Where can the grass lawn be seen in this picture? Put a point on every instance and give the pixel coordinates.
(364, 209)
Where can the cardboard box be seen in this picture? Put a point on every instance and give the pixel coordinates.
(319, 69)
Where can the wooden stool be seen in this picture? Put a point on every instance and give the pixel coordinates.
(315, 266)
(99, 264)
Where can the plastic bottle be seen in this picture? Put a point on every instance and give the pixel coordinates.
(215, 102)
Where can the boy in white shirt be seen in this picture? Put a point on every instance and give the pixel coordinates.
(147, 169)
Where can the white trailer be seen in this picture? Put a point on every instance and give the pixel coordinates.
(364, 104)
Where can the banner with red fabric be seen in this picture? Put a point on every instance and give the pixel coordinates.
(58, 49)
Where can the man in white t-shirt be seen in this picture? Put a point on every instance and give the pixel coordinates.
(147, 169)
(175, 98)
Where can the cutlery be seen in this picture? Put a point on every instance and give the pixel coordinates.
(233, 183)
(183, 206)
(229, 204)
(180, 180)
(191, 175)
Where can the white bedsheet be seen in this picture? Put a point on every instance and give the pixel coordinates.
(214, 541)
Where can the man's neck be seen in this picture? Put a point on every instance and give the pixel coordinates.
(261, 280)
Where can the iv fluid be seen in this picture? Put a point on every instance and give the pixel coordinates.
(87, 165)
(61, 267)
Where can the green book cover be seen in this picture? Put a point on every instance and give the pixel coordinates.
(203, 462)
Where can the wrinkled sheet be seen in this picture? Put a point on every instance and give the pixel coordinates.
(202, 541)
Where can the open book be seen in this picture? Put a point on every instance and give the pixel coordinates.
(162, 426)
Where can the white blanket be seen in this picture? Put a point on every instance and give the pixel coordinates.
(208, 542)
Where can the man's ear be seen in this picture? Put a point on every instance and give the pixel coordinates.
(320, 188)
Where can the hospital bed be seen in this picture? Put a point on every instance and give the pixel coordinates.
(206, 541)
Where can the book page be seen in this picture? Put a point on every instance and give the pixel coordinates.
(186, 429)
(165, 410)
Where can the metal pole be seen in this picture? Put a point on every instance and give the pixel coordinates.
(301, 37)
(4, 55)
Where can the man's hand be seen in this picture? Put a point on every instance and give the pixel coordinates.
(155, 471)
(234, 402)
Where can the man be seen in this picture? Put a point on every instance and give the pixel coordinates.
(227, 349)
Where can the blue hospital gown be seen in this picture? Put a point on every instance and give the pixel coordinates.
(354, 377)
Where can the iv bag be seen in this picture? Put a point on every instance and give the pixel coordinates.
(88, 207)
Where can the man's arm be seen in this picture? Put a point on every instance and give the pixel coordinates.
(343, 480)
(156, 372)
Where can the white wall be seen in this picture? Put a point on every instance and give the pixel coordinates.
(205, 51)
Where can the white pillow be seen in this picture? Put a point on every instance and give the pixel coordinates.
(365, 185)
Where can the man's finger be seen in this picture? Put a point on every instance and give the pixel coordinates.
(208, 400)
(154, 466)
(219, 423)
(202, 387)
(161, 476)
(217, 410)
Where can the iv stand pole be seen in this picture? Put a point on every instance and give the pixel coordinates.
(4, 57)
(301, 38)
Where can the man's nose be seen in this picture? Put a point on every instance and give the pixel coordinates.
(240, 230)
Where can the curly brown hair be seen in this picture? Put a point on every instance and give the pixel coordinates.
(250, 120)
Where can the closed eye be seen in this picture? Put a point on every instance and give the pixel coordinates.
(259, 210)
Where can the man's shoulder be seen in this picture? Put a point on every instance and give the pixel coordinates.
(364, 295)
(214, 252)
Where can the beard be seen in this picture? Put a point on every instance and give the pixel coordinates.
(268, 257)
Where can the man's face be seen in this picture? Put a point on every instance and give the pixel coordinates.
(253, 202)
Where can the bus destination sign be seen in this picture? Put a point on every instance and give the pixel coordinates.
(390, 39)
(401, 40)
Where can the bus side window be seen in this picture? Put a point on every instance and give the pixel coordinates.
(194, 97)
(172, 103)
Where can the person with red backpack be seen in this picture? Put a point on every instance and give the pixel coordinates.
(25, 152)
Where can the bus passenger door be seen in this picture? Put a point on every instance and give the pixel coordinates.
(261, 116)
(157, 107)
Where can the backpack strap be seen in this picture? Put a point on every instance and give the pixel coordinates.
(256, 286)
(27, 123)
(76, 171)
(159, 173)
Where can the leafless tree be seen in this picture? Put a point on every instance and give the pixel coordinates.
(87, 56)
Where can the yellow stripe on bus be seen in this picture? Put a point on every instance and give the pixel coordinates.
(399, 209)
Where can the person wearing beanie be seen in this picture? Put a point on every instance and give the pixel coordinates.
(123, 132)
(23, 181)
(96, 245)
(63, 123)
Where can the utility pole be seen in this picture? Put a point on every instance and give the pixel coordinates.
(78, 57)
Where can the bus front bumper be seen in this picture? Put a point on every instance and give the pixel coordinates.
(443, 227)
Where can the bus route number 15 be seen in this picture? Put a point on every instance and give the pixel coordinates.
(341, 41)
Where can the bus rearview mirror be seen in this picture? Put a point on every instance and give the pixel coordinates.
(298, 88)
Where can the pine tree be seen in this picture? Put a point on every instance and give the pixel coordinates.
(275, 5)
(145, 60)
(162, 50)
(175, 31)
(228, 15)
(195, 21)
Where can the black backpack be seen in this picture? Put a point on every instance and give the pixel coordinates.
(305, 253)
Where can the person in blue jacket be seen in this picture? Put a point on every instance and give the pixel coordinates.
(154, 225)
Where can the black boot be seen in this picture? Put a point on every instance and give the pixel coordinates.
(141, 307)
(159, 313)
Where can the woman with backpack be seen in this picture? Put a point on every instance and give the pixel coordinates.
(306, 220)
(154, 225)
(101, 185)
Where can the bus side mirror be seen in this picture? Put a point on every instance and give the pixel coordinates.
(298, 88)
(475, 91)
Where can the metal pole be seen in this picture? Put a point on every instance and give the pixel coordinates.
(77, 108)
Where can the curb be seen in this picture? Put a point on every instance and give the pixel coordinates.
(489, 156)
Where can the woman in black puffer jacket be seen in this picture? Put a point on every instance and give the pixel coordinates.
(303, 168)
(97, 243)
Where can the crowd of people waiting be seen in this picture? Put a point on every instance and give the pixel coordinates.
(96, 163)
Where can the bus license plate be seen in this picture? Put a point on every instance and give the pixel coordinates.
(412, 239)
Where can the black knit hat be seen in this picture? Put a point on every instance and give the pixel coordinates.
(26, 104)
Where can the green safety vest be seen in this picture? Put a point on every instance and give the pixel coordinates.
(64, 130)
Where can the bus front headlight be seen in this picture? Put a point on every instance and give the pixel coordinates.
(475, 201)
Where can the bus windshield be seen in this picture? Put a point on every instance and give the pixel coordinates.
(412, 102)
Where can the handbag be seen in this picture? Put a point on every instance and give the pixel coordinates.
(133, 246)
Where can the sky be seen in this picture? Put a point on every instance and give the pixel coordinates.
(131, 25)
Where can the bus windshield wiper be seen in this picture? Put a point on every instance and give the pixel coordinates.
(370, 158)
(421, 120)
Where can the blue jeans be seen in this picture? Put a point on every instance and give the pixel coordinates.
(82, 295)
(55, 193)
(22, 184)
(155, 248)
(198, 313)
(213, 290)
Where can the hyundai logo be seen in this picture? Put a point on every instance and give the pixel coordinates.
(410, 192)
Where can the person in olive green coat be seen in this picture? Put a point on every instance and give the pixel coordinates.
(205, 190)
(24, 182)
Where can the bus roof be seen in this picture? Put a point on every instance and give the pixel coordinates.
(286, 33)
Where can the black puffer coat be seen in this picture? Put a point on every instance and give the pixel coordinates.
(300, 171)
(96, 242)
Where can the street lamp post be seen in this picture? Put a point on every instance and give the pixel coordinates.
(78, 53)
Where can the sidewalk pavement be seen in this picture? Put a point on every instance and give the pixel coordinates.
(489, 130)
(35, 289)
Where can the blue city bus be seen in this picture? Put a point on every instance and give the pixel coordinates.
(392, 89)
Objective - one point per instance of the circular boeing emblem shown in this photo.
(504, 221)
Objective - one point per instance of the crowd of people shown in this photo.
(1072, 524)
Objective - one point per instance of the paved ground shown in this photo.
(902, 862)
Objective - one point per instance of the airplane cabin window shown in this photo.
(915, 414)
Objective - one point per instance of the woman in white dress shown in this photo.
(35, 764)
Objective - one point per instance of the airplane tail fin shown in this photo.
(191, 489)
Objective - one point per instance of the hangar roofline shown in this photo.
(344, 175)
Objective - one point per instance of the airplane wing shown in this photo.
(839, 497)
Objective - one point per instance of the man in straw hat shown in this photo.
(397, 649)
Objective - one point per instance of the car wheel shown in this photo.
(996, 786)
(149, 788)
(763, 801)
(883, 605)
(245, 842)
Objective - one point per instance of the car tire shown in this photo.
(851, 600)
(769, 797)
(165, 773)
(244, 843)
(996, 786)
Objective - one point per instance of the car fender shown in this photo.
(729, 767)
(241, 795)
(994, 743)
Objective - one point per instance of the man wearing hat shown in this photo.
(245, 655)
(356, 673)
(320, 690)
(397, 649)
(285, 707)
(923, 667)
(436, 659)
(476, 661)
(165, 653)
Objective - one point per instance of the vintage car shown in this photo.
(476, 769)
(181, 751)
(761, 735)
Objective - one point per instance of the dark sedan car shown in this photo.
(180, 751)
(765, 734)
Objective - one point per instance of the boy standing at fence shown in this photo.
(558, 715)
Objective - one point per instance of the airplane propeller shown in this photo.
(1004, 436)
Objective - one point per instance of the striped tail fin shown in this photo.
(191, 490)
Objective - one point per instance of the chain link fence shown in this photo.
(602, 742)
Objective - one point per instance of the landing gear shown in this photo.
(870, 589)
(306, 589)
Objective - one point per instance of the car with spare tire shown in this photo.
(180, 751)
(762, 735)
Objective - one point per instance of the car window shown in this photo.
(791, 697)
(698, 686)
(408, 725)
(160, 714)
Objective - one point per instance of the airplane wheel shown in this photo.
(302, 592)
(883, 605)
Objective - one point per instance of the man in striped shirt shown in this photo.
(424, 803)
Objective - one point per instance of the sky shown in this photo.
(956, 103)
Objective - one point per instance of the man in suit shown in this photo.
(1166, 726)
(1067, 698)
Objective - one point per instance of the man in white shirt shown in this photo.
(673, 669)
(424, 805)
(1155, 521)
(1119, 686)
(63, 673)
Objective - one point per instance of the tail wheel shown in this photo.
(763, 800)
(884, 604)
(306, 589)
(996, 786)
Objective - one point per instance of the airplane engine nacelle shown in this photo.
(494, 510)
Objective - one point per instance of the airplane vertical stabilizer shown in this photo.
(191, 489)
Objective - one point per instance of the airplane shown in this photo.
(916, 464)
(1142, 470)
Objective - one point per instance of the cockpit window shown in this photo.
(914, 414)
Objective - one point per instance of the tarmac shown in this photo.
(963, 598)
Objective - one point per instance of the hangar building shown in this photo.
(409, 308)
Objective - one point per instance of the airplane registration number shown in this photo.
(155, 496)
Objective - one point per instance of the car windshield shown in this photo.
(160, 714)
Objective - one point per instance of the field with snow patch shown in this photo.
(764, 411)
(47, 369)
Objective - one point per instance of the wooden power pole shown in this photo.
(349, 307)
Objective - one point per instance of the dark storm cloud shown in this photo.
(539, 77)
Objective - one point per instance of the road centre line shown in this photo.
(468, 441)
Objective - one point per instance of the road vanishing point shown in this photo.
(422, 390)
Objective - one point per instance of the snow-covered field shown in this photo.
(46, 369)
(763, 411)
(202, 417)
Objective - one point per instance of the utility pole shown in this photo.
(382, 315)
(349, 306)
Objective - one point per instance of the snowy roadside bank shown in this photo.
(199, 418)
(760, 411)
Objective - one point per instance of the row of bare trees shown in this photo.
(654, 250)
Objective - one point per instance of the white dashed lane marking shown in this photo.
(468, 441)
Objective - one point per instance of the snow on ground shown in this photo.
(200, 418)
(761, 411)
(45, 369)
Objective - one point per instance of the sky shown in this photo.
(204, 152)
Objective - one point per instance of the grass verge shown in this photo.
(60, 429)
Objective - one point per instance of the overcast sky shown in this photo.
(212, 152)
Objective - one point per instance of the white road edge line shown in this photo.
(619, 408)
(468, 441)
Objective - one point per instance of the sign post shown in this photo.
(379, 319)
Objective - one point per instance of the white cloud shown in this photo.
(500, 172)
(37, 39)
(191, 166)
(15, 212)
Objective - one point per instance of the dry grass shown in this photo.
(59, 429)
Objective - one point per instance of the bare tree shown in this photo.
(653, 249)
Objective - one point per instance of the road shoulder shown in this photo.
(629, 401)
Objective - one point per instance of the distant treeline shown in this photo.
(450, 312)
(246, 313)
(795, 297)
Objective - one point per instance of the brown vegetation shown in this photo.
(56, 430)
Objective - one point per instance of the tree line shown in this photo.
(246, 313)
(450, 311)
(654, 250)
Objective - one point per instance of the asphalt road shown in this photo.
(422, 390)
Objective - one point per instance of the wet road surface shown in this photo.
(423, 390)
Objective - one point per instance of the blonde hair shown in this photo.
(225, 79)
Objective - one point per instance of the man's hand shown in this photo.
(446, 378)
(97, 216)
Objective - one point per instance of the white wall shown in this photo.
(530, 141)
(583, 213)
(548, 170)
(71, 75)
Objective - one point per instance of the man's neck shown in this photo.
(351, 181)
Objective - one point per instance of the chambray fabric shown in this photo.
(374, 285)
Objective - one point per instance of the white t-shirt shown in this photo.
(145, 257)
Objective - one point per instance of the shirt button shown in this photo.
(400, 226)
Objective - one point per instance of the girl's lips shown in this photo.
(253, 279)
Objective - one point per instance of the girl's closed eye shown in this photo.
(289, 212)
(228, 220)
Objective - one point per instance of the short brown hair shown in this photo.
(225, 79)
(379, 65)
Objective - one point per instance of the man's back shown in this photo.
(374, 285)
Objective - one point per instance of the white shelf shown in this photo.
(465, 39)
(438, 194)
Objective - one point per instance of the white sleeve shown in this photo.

■ **Stated task**:
Starting at the line that contains "Objective - one point per instance of the overcast", copy each line exactly through the end of the listing above. Include that first line and the last one, and add nothing.

■ **Answer below**:
Objective - one point per instance of the overcast sky shown in this photo.
(212, 152)
Objective - one point per instance of the white road edge line shown in this photo.
(619, 408)
(468, 441)
Objective - one point per instance of the sign post shown in this photo.
(379, 319)
Objective - one point per instance of the white cloud shown in this photo.
(500, 172)
(37, 39)
(191, 166)
(15, 212)
Objective - one point per instance of the dry grass shown in this photo.
(59, 429)
Objective - one point per instance of the bare tree shown in this photo.
(653, 249)
Objective - one point per instance of the road shoulder shown in this photo.
(629, 401)
Objective - one point per instance of the distant treeline shown in this photo.
(450, 312)
(246, 313)
(795, 297)
Objective - one point per instance of the brown vegetation shown in this photo.
(56, 430)
Objective - one point per instance of the tree line shown in this photo.
(246, 313)
(450, 311)
(654, 250)
Objective - one point per instance of the asphalt road shown in this photo.
(422, 390)
Objective - one point per instance of the wet road surface shown in this photo.
(423, 390)
Objective - one point per instance of the blonde hair shown in this photo.
(225, 79)
Objective - one point per instance of the man's hand shown in this photo.
(446, 378)
(97, 216)
Objective - one point per instance of the white wall shown in this photo.
(530, 141)
(583, 213)
(548, 170)
(71, 75)
Objective - one point per instance of the man's neck shown in this photo.
(351, 181)
Objective - one point per instance of the chambray fabric shown in this photo.
(374, 285)
Objective - one point per instance of the white t-shirt shown in this photo.
(145, 257)
Objective - one point per instance of the shirt button shown in this photo.
(400, 226)
Objective - one point per instance of the girl's lips shown in this photo.
(253, 279)
Objective - one point per instance of the girl's closed eye shown in this photo.
(289, 212)
(228, 220)
Objective - one point per instance of the short brown hair shown in this photo.
(225, 79)
(379, 65)
Objective - one point per instance of the man's back shown in this photo.
(374, 285)
Objective - one point per instance of the white shelf shown in this photo.
(465, 39)
(438, 194)
Objective - one point per instance of the white sleeve shown in this photo.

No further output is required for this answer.